— Begin MATERIAL PROVIDED —
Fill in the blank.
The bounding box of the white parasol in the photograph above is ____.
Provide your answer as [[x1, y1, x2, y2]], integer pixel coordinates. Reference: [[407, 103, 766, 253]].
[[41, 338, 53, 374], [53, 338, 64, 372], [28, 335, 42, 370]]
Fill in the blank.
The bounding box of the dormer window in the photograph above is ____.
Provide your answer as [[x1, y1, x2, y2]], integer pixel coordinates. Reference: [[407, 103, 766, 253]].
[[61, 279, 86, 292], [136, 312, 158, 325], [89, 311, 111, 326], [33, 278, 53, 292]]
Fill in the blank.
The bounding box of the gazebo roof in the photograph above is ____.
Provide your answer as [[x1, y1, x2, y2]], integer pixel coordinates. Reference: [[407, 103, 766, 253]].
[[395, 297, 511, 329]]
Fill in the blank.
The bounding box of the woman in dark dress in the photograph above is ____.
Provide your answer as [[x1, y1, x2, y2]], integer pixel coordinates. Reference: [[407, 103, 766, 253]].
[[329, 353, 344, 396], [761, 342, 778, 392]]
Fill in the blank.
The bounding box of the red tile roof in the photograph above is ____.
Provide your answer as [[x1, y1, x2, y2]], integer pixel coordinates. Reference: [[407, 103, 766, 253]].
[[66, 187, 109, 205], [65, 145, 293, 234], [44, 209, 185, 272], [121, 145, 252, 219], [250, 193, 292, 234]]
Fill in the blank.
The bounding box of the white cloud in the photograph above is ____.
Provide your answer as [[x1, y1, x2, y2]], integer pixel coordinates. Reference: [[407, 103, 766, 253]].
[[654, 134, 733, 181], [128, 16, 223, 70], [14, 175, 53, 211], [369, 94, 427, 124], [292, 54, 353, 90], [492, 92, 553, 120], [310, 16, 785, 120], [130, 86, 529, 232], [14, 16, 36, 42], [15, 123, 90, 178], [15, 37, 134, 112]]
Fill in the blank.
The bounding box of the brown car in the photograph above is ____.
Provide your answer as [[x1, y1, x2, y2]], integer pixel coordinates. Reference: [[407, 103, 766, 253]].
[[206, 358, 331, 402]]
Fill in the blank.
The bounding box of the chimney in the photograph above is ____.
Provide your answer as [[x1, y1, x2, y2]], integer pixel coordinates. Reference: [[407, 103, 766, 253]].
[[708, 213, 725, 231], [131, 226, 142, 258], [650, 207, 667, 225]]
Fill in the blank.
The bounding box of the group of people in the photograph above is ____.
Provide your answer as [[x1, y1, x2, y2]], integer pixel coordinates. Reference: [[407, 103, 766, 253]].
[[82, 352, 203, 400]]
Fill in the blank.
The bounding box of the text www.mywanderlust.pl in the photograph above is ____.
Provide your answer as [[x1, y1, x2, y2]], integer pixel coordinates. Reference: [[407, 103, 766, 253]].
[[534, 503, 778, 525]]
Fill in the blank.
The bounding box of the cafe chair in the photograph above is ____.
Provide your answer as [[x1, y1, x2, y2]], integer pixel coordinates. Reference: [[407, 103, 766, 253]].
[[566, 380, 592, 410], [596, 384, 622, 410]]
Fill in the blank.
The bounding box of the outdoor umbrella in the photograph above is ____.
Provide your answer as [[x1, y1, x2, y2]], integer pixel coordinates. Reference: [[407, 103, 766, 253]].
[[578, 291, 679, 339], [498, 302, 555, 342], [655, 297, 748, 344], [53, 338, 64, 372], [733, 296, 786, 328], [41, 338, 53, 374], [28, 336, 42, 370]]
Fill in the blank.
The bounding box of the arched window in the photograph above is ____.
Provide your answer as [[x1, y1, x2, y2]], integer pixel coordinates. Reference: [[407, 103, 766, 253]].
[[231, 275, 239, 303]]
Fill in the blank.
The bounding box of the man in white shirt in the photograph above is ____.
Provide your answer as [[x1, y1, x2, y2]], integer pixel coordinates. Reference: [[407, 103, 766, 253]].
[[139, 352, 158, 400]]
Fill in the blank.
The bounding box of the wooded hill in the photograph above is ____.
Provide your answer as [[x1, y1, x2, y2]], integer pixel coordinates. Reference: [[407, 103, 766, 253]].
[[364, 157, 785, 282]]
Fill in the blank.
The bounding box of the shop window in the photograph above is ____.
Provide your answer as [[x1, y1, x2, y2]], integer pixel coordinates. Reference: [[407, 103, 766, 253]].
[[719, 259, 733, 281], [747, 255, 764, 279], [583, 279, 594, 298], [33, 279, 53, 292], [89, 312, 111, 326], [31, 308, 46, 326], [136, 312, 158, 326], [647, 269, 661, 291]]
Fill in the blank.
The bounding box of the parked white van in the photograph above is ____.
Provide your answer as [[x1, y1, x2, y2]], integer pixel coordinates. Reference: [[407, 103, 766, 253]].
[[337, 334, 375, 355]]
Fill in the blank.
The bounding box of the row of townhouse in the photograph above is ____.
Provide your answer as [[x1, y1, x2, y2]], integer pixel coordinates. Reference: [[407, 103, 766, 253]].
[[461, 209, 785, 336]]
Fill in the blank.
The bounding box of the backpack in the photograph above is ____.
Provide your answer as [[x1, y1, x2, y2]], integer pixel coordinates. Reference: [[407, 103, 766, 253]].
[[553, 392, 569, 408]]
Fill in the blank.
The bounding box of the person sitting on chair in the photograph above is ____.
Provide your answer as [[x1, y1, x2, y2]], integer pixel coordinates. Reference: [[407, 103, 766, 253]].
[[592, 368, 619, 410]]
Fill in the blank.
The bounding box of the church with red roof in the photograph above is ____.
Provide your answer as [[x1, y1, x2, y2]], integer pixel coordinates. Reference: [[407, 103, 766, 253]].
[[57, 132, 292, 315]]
— End MATERIAL PROVIDED —
**WHAT THE TASK ASKS**
Please shift every bounding box coordinate in the answers by adding 65, and write the lines out again with the requests included, starting at the beginning of the material and ending with the line that contains "278, 53, 292]]".

**ANSWER TO THIS TASK**
Fill in the blank.
The bounding box of the white parasol in the photograph above is ____.
Provide your answer as [[x1, y1, x2, y2]], integer pixel coordinates. Reference: [[407, 103, 766, 253]].
[[106, 403, 118, 439], [118, 403, 129, 437], [93, 400, 107, 435]]
Fill in the blank.
The bounding box of the dormer window in the photograph above is ____.
Provide your answer as [[x1, y1, x2, y2]], integer pixel coordinates. Reference: [[407, 103, 766, 253]].
[[126, 344, 151, 357], [201, 377, 223, 390], [154, 376, 176, 391], [98, 343, 118, 357]]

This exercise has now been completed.